--- Begin EXCERPT TO READ ---
Yes, I am exactly the same. While at work I feel very productive eliminating future risk by being very conspicuous towards all design decisions, but the same attitude in "real life" is very troublesome.
For example, a very small random sample of thoughts that routinely pop up:
- Lent somebody your bike? Oh my god he/she may die, because it's badly maintained (and thinking about the details about different kinds of breakage vs. harm caused).
- Opening plastic containers or cans for food: oh my god, sharp edges may fall into the food (how to keep parts of packaging from falling into food while opening is surprisingly complex topic, think about knifes vs. scissors vs. tearing it open, all have very different hehaviour wrt. creating debris :)
- doing mistakes when filing taxes vs. the risk and penalties that may ensue
- furniture / cupboards being insufficiently bolted to the
wall and coming down (and thinking about how it would move, where it would hit and the likelhood of bad injuries)
- risk of injuries due to electricity after fixing electric installation at home (am I sure I didn't damage some insulator, is the ground wire really properly attached, is the strain-relief properly done etc.)
For me this is pretty much modulated by stress level. Doing a lot of sports, less coffee, and sleeping enough usually leaves me much less inclined of doing these not so helpful analysis for stuff outside work. And I'm always amazed how other people can just "wipe away" such thoughts as unnecessary without any analysis at all. Maybe that's the difference between employing proper intuition vs. striving for "mathematical proof" kind of certainty in all areas of life.
[edit] adding another perspective that is sometimes helpful in stopping overthinking: trying to analyse the full tree of possibilities is the chess computer kind of reasoning (alpha-beta search). It is pretty limited in what domains it can be applied to (e.g. it does not work for Poker or the Game of Go). On the other hand try to learn some Go and feel the difference: after gaining some experience you will give up on exhaustive analysis in many situations and just start relying on intuition, because it's the only thing that actually works for complex, unclear situations. Now sometimes I try to remember how playing Go feels when faced with real-world problems where I'm tempted to do an exhaustive analysis. See also [1].
--- End EXCERPT TO READ ---
--- Begin DATA SECTION ---
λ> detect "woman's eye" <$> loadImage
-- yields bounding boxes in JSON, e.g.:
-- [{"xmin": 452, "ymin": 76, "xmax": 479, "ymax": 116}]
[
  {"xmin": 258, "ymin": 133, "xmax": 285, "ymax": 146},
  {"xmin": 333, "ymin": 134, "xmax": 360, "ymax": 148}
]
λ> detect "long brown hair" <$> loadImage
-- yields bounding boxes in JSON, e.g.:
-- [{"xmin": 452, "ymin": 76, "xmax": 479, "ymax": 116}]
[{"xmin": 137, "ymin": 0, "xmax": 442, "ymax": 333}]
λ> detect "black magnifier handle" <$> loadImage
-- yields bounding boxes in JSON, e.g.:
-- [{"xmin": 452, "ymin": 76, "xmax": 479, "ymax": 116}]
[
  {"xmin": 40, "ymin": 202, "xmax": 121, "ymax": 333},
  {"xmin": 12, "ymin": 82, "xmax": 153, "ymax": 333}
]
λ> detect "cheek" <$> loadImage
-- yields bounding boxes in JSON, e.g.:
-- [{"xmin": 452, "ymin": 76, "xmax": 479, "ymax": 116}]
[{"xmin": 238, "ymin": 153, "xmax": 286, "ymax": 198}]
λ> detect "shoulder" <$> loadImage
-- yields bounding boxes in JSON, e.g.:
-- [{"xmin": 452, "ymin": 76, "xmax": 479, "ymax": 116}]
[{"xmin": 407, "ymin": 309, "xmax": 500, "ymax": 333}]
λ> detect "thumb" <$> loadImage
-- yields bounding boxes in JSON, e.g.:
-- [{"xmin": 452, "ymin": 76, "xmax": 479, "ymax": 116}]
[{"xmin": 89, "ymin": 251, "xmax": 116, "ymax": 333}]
--- End DATA SECTION ---
§ CHALLENGES:
a – In the comment on overthinking, what usually makes the writer much less inclined to do these analyses outside work?
b – Rewrite the part of the comment on overthinking that opens with the words containing "- risk of injuries" and closes with "areas of life.", putting "workload" in place of "stress level".
The records have nothing to do with the comment on overthinking.

§ CORRECT ANSWERS:
a – Doing a lot of sports, drinking less coffee, and sleeping enough.

b –
- risk of injuries due to electricity after fixing electric installation at home (am I sure I didn't damage some insulator, is the ground wire really properly attached, is the strain-relief properly done etc.)
For me this is pretty much modulated by workload. Doing a lot of sports, less coffee, and sleeping enough usually leaves me much less inclined of doing these not so helpful analysis for stuff outside work. And I'm always amazed how other people can just "wipe away" such thoughts as unnecessary without any analysis at all. Maybe that's the difference between employing proper intuition vs. striving for "mathematical proof" kind of certainty in all areas of life.